À plus longs termes, dans le cadre d’un autre programme non encore financé, l’émissaire de rejet dans le lagon des eaux traitées pourrait être prolongé au-delà de la barrière récifale. Pour l’heure, il fuit toujours à une cinquantaine de mètres du rivage. Mais les aménagements sur le système de traitement de la station d’épuration de Tiapa promettent, sur le papier, de garantir des rejets dignes d’une eau à la norme “haute baignade” dès avril prochain. “À ce moment-là, il n’y aura plus de problème. On pourra retirer même l’émissaire puisque l’eau rejetée sera en principe plus salubre que l’eau pluviale”, estime Antony Géros.

“Le problème était financier”

────────────────────

:: Consignes de travail ::
1. Selon l'extrait sur la station d'épuration de Tiapa, à quelle distance du rivage l'émissaire rejette-t-il aujourd'hui les eaux traitées ?
2. Affichez toutes les lignes ci-dessous où figure la chaîne « dark », en tenant compte de la casse.
L'extrait et les lignes n'ont aucun rapport entre eux.

:: Entrées ::

────────────────────

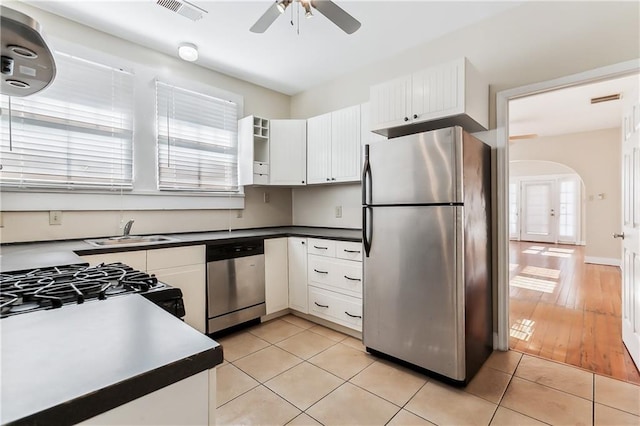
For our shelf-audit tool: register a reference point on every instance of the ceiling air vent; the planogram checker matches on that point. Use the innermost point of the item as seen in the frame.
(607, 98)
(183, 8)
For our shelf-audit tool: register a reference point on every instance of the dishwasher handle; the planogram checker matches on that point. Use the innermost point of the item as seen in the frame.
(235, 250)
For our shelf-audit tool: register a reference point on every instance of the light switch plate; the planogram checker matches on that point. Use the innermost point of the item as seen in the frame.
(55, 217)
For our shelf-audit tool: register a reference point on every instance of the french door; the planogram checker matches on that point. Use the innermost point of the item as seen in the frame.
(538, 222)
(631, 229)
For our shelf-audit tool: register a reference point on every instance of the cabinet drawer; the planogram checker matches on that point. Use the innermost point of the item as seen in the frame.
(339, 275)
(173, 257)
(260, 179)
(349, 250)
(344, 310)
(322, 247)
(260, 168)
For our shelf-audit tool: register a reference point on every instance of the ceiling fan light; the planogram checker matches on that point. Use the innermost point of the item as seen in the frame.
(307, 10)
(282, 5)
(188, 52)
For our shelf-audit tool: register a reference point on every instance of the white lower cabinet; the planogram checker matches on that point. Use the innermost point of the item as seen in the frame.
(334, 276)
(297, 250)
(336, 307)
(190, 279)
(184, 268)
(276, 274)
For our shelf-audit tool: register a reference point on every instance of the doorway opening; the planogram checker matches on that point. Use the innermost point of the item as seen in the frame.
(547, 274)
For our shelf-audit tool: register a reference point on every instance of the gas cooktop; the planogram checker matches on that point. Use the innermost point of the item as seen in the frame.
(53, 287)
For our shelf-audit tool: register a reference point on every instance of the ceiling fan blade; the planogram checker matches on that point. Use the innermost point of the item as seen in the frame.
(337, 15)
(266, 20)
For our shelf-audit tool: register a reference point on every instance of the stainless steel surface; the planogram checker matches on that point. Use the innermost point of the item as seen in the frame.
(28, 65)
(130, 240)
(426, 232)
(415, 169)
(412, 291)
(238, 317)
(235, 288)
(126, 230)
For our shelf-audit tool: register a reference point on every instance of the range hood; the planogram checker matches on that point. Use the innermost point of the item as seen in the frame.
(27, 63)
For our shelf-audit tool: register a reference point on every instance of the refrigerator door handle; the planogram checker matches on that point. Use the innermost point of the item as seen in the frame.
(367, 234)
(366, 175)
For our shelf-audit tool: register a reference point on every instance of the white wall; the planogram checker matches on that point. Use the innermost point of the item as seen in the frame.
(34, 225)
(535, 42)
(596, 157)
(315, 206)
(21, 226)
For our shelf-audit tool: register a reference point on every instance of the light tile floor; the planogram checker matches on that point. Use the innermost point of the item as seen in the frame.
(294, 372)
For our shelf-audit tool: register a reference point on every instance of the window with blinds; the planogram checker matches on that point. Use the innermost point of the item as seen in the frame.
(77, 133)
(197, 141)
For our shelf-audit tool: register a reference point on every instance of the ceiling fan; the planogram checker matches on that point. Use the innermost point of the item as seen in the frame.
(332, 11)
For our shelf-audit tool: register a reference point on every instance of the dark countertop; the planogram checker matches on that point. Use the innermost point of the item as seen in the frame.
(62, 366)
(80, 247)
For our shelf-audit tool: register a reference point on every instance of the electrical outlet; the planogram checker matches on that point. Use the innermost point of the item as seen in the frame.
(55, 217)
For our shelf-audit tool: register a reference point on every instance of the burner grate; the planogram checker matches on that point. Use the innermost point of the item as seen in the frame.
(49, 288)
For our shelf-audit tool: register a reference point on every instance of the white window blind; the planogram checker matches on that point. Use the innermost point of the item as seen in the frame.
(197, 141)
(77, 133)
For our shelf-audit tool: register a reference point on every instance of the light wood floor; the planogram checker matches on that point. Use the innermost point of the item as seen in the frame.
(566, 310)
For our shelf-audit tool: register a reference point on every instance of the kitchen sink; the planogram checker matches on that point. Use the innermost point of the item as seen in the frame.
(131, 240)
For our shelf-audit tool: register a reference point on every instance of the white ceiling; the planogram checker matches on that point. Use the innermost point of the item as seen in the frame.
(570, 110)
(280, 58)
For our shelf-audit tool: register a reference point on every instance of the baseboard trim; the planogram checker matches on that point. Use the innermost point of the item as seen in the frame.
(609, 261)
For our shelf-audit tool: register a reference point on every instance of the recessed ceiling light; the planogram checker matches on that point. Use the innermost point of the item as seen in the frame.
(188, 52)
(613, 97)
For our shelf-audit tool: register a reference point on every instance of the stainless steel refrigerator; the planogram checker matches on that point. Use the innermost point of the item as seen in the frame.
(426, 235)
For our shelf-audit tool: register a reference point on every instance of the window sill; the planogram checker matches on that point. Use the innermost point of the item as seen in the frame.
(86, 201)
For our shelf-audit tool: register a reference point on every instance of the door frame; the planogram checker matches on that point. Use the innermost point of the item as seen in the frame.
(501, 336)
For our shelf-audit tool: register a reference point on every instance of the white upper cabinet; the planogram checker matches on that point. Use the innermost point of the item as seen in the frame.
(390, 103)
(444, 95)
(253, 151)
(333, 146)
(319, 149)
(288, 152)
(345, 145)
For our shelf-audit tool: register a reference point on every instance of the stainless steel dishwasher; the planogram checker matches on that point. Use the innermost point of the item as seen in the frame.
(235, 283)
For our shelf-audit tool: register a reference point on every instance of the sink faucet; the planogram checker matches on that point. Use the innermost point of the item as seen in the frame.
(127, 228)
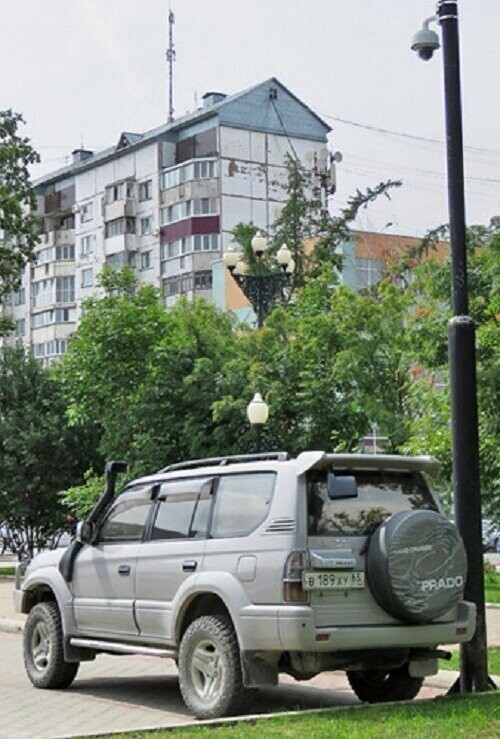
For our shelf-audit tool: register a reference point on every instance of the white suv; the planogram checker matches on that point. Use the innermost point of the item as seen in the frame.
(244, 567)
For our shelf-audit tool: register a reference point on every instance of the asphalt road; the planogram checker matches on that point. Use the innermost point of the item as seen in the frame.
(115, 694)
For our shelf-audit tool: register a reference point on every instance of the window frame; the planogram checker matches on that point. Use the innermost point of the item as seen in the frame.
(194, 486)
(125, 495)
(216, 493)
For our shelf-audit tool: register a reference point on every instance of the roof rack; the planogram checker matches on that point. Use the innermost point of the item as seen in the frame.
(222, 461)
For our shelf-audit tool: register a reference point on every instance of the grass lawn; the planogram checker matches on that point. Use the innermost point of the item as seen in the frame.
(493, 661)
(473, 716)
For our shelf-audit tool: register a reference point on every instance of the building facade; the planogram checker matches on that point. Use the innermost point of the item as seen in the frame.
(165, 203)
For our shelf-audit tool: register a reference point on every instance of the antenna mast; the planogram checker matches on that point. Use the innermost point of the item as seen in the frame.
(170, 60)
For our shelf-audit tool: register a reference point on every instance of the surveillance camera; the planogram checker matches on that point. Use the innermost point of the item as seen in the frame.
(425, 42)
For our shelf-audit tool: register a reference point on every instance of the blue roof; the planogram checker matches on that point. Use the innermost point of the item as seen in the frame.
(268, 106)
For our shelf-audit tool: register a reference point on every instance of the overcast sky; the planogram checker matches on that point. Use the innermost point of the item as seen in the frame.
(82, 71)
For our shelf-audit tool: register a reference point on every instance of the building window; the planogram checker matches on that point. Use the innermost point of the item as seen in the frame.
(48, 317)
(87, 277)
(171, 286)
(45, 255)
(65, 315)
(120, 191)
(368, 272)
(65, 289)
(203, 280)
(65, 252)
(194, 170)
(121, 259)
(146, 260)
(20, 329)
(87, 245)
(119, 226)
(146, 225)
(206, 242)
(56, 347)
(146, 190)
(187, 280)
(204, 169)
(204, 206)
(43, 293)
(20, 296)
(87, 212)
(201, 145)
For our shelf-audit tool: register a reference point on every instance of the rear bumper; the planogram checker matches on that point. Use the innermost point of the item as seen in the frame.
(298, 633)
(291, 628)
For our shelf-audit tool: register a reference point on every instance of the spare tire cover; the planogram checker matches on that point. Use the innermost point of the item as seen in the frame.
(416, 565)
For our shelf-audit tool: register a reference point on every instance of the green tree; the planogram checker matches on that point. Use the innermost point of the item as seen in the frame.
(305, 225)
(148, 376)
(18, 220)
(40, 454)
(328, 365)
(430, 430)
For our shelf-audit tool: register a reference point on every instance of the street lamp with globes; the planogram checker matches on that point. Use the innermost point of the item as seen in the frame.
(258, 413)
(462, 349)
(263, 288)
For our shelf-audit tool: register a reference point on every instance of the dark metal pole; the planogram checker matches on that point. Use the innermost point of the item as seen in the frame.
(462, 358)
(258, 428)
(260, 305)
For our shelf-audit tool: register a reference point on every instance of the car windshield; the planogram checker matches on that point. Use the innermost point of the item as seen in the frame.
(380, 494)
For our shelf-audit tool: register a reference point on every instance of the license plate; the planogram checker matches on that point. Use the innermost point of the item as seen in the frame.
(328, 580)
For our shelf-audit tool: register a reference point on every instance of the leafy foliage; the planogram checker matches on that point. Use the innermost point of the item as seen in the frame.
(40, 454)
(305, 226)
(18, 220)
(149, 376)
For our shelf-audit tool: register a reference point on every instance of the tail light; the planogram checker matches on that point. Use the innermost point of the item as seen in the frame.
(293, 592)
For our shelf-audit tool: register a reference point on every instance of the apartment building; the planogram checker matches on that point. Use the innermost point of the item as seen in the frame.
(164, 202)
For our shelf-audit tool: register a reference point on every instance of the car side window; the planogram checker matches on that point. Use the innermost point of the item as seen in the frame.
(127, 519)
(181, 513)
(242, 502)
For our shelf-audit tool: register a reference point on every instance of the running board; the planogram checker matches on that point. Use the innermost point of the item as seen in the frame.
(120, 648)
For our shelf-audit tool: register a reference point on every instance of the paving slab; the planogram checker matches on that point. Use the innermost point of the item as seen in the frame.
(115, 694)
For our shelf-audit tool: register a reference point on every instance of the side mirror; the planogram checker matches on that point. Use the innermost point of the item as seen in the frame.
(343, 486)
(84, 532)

────────────────────

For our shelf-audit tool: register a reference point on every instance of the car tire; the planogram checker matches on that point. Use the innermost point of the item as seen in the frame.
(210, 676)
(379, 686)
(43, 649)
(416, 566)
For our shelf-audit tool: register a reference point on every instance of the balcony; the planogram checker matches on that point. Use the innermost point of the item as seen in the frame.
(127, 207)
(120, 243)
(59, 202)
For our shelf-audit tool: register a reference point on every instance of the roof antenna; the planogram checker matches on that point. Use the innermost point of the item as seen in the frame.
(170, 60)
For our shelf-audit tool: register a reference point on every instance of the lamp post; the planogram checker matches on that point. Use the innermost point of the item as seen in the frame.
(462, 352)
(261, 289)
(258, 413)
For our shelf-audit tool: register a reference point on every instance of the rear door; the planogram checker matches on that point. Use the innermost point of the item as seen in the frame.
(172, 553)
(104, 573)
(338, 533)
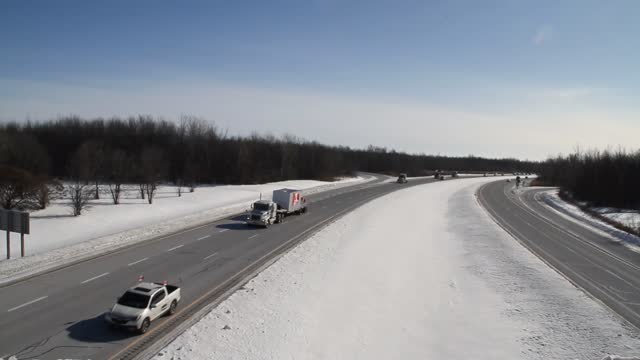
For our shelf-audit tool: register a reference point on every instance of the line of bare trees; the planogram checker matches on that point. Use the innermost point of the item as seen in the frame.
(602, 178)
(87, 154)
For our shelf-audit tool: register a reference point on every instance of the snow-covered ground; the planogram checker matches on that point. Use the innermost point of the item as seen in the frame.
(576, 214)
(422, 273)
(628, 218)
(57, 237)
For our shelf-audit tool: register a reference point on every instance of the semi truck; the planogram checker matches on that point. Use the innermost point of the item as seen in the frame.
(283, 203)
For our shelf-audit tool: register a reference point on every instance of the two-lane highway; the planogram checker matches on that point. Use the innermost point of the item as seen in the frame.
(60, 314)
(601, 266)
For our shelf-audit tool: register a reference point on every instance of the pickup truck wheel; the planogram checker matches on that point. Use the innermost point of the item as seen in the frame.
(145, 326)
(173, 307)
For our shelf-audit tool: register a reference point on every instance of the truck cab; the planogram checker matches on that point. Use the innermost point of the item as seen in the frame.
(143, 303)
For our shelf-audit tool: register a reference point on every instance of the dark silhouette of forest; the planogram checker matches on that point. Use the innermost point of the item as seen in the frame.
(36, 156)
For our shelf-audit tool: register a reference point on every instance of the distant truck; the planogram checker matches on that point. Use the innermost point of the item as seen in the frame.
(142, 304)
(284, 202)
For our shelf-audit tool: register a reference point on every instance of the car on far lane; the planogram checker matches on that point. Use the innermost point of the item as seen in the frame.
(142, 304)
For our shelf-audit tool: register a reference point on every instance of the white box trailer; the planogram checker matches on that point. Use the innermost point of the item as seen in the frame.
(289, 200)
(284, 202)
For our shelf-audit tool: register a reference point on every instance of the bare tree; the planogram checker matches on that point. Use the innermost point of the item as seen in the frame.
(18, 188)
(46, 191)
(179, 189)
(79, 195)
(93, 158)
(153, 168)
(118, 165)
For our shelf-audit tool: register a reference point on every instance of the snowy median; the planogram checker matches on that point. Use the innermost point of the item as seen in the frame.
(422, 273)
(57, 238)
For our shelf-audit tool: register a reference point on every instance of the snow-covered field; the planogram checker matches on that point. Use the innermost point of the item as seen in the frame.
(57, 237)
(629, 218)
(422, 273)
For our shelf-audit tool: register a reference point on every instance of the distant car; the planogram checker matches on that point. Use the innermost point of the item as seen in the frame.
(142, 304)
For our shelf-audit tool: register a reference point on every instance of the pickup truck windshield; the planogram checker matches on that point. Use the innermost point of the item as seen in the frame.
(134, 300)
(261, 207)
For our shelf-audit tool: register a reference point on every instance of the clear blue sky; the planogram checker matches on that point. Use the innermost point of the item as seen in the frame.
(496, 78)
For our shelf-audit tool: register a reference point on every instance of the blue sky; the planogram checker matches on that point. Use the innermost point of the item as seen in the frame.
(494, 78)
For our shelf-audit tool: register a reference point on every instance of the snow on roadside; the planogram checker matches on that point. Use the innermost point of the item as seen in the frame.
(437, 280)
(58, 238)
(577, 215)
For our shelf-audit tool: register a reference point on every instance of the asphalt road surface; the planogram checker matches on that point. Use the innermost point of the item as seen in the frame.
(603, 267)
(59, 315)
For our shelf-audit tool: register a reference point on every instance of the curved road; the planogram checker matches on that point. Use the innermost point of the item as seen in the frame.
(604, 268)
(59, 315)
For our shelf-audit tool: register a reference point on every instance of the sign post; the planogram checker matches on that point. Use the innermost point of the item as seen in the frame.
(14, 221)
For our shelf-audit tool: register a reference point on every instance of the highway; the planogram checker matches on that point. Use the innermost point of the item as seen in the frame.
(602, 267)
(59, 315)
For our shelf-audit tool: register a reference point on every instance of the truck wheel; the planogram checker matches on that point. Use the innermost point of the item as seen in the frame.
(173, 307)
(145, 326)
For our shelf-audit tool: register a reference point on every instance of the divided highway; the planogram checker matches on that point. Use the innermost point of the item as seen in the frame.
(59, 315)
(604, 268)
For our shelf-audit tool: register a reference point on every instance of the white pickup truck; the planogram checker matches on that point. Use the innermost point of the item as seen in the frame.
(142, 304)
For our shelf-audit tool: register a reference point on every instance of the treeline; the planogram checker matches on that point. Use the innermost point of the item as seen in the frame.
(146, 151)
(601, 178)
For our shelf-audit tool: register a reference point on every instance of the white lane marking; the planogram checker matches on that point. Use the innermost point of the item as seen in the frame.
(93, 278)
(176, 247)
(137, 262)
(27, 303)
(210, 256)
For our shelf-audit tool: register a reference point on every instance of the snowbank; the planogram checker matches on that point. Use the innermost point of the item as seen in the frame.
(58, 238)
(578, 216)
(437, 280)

────────────────────

:: Réponses aux consignes ::
1. À une cinquantaine de mètres du rivage.

2.
For our shelf-audit tool: register a reference point on every instance of the dark countertop; the planogram checker matches on that point. Use the innermost point of the item as seen in the frame.
For our shelf-audit tool: register a reference point on every instance of the dark metal pole; the planogram checker matches on that point. Use the innermost point of the item as seen in the frame.
For our shelf-audit tool: register a reference point on every instance of the dark silhouette of forest; the planogram checker matches on that point. Use the innermost point of the item as seen in the frame.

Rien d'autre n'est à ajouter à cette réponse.